REQUIRED TASK A:
Please translate this sentence from the technical writing class notes into Spanish: "Chapter 6 provides us with ways to think about audience, which we'll expand upon tonight."
REQUIRED TASK B:
Write the next part of the technical writing class notes, picking up right after their final bullet.

GIVEN TEXT:
[Begin]

English Department
Atkins Library
Athletics
ENGL 2116-007
ENGL 4181/5181-090
Center for HTAS
UNCC ADVANCE
Women's & Gender Studies
Movies
Sunset Kitties
   

February 21st: What Webpages Tell Us about User Documents


Announcements

Plan of Attack

Tonight we're going to attempt the following, but we'll probably have to carry a few things over to another class:

Technical Writing 101: Chapters 6, 7, & 8

Although the book is still focusing on quite a bit of introductory information, it highlights several ideas that we should discuss further. Chapter 6 will bolster our persona research topics, Chapter 7 makes us think about ordering information, and Chapter 8 offers some nuts-and-bolts information for visuals.

Chapter 6 Highlights:

Chapter 6 provides us with ways to think about audience, which we'll expand upon tonight. Also, this chapter repeats some ideas from previous chapters, so we'll try to focus on the new material.

  • Frustration is failure
    • Simplicity, but be careful about the limits of generalizations
    • Inclusive Language: our society likes to hide overt attempts at inclusion and diversity.
  • Generic 8th-grade Reading level
    • Declarative sentences are statements (I don't see why "imperative" sentences, which are commands wouldn't also work). Just don't be too complex.
    • Avoid jargon, slang, and idioms (Again, why wouldn't 8th graders understand slang?)
    • Explain complex terms
    • Chunk information by grouping like items or procedures together
  • Analyzing Audience
  • Types of Content
    • Interface Information explains functions
    • Reference Information describes/defines content
    • Conceptual Information advises what can be done with a product
    • Procedural Information provides a sequence to achieve a goal with the product
  • Freeze Point: the (shifting) time a product's development must stop in order to deliver documentation on time
  • Technical Writers' jobs based on experience and management responsibilities
  • Aren't assignments "real world" projects?

Chapter 7 Highlights:

Much of this is similar to "best practices" advice given by typical technical writing textbooks. Please ask specific questions when they come up.

  • Context for the audience
    • What are they about to do?
    • What do they need to know?
    • Why do they want to do this?
    • Where are they?...well, where should they be?
  • Clean-looking document
    • Show results in a step
    • Use Figure X.X and callouts to refer to text boxes, tables, and images (p.119)

[End]

GIVEN INFORMATION:

[Begin]

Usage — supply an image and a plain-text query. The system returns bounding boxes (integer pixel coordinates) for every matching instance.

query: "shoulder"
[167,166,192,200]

[End]

EXPECTED OUTPUT A:
El capítulo 6 nos ofrece maneras de pensar sobre el público, que ampliaremos esta noche.

EXPECTED OUTPUT B:
    • [Shift] + [Enter]
      Brings you to a new line without double spacing or list formatting (bullets, numbers, wingdings, etc.)
  • Notes, Warnings, Cautions, and Dangers

Chapter 8 Highlights:

English 4182/5182 (taught in the Fall) goes into much more detail on the perceptual, cultural, and rhetorical elements of visual communication. We will focus on visuals as procedural elements this semester. And, yes, I recognize the seemingly arbitrary boundary. As Biggie says "Mo' theories, mo' problems."

  • Rich media: video clips, audio clips, and animation
  • Vector images
  • Bitmap Images
    • Purpose guides; efficiency reigns p. 132
  • Lossy compression p. 133
  • Image SIZE matters
    • Images guide readers/viewers eyes
    • Relative size can direct a reader's attention
    • Entire screen shoots are rarely beneficial
    • Uniformity of size
    • Linking vs embedding
  • Video guides are probably going to become more important in technical communication. Traditional text-based instruction isn't going to die out, but it might become less prevalent.

Webpage "Reading"

I would like you to pick a webpage and analyze its features. If we assume that webpages are supposed to be for the user, then we can assume that a user-centered design would be best (we can critique that assumption, too). Let's consider ease of navigation to be a top priority for an effective webpage.

Some questions to ask about "good" webpages:

  • What is the purpose of the webpage (or website)?

  • Who is the primary audience? Secondary? Tertiary? Etc.?

  • How does a user navigate the website? What facilitates navigation?

  • How can the user find "help"? (for navigating...some might say all webpages offer help)

  • Thinking from the audience's perspective, how useful is the information that's available?

  • Can you quantify the layers of information? For instance, your ideal user has to sift through how much information to accomplish an obvious goal--you need not explore all goals. Basically, how many clicks does it take...

  • What's aesthetically pleasing about the website? Why?

  • What's not aesthetically pleasing about the website? Why?

  • Finally, what would make the page better for a user?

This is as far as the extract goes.